Task goal: Set the listing down exactly; no pictures.

[[ Exercise data open ]]

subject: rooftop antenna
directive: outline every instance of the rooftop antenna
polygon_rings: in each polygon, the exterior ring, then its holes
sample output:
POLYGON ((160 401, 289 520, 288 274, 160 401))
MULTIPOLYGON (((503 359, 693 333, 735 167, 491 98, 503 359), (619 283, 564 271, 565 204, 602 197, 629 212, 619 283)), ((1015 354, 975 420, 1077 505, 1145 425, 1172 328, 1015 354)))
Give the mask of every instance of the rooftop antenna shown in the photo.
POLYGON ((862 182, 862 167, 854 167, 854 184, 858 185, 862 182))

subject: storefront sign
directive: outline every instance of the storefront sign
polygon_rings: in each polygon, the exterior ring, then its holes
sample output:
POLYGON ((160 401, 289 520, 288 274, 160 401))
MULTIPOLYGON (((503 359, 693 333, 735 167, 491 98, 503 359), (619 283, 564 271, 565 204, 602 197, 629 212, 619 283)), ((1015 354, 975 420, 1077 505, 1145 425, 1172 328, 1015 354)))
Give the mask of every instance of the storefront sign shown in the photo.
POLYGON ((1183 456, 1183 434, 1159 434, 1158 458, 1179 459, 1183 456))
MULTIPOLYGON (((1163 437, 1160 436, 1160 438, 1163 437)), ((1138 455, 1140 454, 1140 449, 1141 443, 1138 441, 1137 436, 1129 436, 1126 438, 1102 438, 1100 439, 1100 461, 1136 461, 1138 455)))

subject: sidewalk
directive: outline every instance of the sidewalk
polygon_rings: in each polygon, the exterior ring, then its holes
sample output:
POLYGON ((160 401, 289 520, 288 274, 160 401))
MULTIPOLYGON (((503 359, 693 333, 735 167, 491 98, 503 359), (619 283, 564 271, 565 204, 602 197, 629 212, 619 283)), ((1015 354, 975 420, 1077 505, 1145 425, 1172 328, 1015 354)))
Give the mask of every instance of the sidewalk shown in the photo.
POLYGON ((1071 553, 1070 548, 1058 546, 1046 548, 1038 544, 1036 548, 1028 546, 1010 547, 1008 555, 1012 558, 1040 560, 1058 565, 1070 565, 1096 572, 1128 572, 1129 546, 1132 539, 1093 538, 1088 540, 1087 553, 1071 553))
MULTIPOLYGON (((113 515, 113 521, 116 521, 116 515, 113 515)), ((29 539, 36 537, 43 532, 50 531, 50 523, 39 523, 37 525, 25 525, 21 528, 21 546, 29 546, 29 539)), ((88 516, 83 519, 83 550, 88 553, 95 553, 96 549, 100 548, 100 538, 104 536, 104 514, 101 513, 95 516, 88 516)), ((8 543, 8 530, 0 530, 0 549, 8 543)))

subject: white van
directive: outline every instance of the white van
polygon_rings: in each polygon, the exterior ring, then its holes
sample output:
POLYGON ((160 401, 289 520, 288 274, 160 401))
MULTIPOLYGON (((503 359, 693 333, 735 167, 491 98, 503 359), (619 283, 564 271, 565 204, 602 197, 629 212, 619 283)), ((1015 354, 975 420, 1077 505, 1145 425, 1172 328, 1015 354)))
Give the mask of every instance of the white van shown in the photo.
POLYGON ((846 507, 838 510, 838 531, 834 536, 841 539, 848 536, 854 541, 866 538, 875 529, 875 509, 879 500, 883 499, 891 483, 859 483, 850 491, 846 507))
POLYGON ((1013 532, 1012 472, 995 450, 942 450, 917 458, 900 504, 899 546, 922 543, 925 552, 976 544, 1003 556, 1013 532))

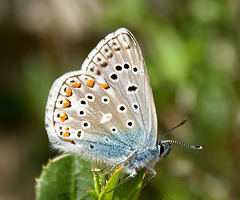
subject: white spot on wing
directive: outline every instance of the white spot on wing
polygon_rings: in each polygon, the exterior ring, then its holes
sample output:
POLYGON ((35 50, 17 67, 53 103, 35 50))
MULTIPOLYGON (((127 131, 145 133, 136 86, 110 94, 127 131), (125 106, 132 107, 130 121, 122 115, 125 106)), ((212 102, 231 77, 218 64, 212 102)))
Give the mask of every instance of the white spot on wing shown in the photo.
POLYGON ((112 119, 111 113, 103 114, 101 124, 106 123, 106 122, 110 121, 111 119, 112 119))

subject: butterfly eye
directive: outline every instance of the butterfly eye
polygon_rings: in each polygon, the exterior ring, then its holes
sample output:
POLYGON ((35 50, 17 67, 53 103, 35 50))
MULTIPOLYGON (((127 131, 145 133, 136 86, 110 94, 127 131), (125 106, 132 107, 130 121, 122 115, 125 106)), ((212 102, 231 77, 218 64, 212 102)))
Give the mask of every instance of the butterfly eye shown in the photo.
POLYGON ((160 156, 164 153, 164 146, 162 144, 160 144, 160 156))
POLYGON ((159 148, 159 157, 166 157, 171 150, 171 144, 162 143, 161 141, 158 141, 157 144, 159 148))

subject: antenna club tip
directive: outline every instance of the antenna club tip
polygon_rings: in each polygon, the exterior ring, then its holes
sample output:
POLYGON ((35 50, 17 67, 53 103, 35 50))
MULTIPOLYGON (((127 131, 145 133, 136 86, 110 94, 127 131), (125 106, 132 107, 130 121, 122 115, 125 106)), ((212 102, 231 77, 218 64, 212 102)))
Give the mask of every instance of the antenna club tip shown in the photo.
POLYGON ((203 149, 202 146, 196 146, 196 149, 203 149))

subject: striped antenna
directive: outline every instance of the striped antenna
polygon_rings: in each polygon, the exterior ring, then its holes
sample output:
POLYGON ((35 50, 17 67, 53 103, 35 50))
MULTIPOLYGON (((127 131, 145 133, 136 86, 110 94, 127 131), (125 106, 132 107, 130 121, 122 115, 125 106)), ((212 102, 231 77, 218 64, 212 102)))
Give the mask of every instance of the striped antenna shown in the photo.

[[ Exercise data closed ]]

Exercise output:
subject: rooftop antenna
directive: outline every instance of the rooftop antenna
polygon_rings: in each polygon, the exterior ring, then its holes
sample output:
POLYGON ((160 401, 289 520, 288 274, 160 401))
MULTIPOLYGON (((503 359, 693 333, 735 167, 491 98, 503 359), (619 283, 564 271, 565 204, 602 197, 629 212, 619 283)), ((1015 354, 975 420, 1077 505, 1145 425, 1172 328, 1015 354)))
Give the mask of every instance of the rooftop antenna shown in the photo.
POLYGON ((862 182, 862 167, 854 167, 854 184, 858 185, 862 182))

subject: storefront sign
directive: outline every instance of the storefront sign
polygon_rings: in each polygon, the exterior ring, then its holes
sample output:
POLYGON ((160 401, 289 520, 288 274, 160 401))
MULTIPOLYGON (((503 359, 693 333, 735 167, 491 98, 503 359), (619 283, 564 271, 565 204, 602 197, 629 212, 619 283)), ((1015 354, 975 420, 1077 505, 1145 425, 1172 328, 1015 354)))
Give the mask of every instance of the storefront sign shown in the photo.
POLYGON ((1183 456, 1183 434, 1159 434, 1158 458, 1179 459, 1183 456))
MULTIPOLYGON (((1163 437, 1160 436, 1160 438, 1163 437)), ((1138 455, 1140 454, 1140 449, 1141 443, 1138 441, 1137 436, 1129 436, 1126 438, 1102 438, 1100 439, 1100 461, 1136 461, 1138 455)))

subject: sidewalk
directive: outline every instance of the sidewalk
polygon_rings: in each polygon, the exterior ring, then its holes
sample output:
POLYGON ((160 401, 289 520, 288 274, 160 401))
MULTIPOLYGON (((503 359, 693 333, 735 167, 491 98, 503 359), (619 283, 564 271, 565 204, 602 197, 629 212, 619 283)), ((1015 354, 975 420, 1077 505, 1145 425, 1172 328, 1015 354)))
Give the mask of every instance of the sidewalk shown in the photo.
POLYGON ((1071 553, 1070 548, 1058 546, 1046 548, 1038 544, 1036 548, 1028 546, 1010 547, 1008 555, 1012 558, 1040 560, 1058 565, 1070 565, 1096 572, 1128 572, 1129 546, 1132 539, 1093 538, 1088 540, 1087 553, 1071 553))
MULTIPOLYGON (((113 515, 113 521, 116 521, 116 515, 113 515)), ((29 539, 36 537, 43 532, 50 531, 50 523, 39 523, 37 525, 25 525, 21 528, 21 546, 29 546, 29 539)), ((88 516, 83 519, 83 550, 88 553, 95 553, 96 549, 100 548, 100 538, 104 536, 104 514, 101 513, 95 516, 88 516)), ((8 543, 8 530, 0 530, 0 549, 8 543)))

subject: white van
directive: outline every instance of the white van
polygon_rings: in each polygon, the exterior ring, then its holes
sample output:
POLYGON ((160 401, 289 520, 288 274, 160 401))
MULTIPOLYGON (((503 359, 693 333, 735 167, 491 98, 503 359), (619 283, 564 271, 565 204, 602 197, 629 212, 619 283)), ((1015 354, 975 420, 1077 505, 1145 425, 1172 328, 1015 354)))
Give the mask of every instance of the white van shown in the photo.
POLYGON ((846 507, 838 510, 838 531, 834 536, 841 539, 848 536, 854 541, 866 538, 875 529, 875 509, 879 500, 883 499, 891 483, 859 483, 850 491, 846 507))
POLYGON ((1013 532, 1012 472, 995 450, 942 450, 917 458, 900 504, 899 546, 922 543, 925 552, 976 544, 1003 556, 1013 532))

subject: white spot on wing
directive: outline every instance of the white spot on wing
polygon_rings: in each polygon, the exterior ring, then its holes
sample output:
POLYGON ((35 50, 17 67, 53 103, 35 50))
MULTIPOLYGON (((127 131, 145 133, 136 86, 110 94, 127 131), (125 106, 132 107, 130 121, 122 115, 125 106)), ((212 102, 231 77, 218 64, 212 102)))
Give the mask of every instance of the white spot on wing shown in the photo.
POLYGON ((112 119, 111 113, 103 114, 101 124, 106 123, 106 122, 110 121, 111 119, 112 119))

subject: butterfly eye
directive: outline every instance of the butterfly eye
polygon_rings: in each polygon, the exterior ring, then its holes
sample output:
POLYGON ((35 50, 17 67, 53 103, 35 50))
MULTIPOLYGON (((127 131, 145 133, 136 86, 110 94, 127 131), (125 106, 132 107, 130 121, 122 115, 125 106)), ((212 102, 231 77, 218 64, 212 102)))
Give the mask of every instance of the butterfly eye shown in the photo.
POLYGON ((160 156, 164 153, 164 146, 162 144, 160 144, 160 156))
POLYGON ((159 148, 159 157, 166 157, 171 150, 171 144, 162 143, 161 141, 158 141, 157 144, 159 148))

subject: antenna club tip
directive: outline every instance of the antenna club tip
polygon_rings: in each polygon, the exterior ring, then its holes
sample output:
POLYGON ((35 50, 17 67, 53 103, 35 50))
MULTIPOLYGON (((127 131, 145 133, 136 86, 110 94, 127 131), (125 106, 132 107, 130 121, 122 115, 125 106)), ((212 102, 231 77, 218 64, 212 102)))
Give the mask of every instance of the antenna club tip shown in the photo.
POLYGON ((203 149, 202 146, 196 146, 196 149, 203 149))

subject: striped antenna
directive: outline every instance of the striped antenna
polygon_rings: in each polygon, the exterior ring, then its holes
sample output:
POLYGON ((35 50, 17 67, 53 103, 35 50))
MULTIPOLYGON (((127 131, 145 133, 136 86, 110 94, 127 131), (125 106, 132 107, 130 121, 122 115, 125 106)), ((212 102, 231 77, 218 64, 212 102)))
Give the mask of every instance of the striped antenna shown in the photo.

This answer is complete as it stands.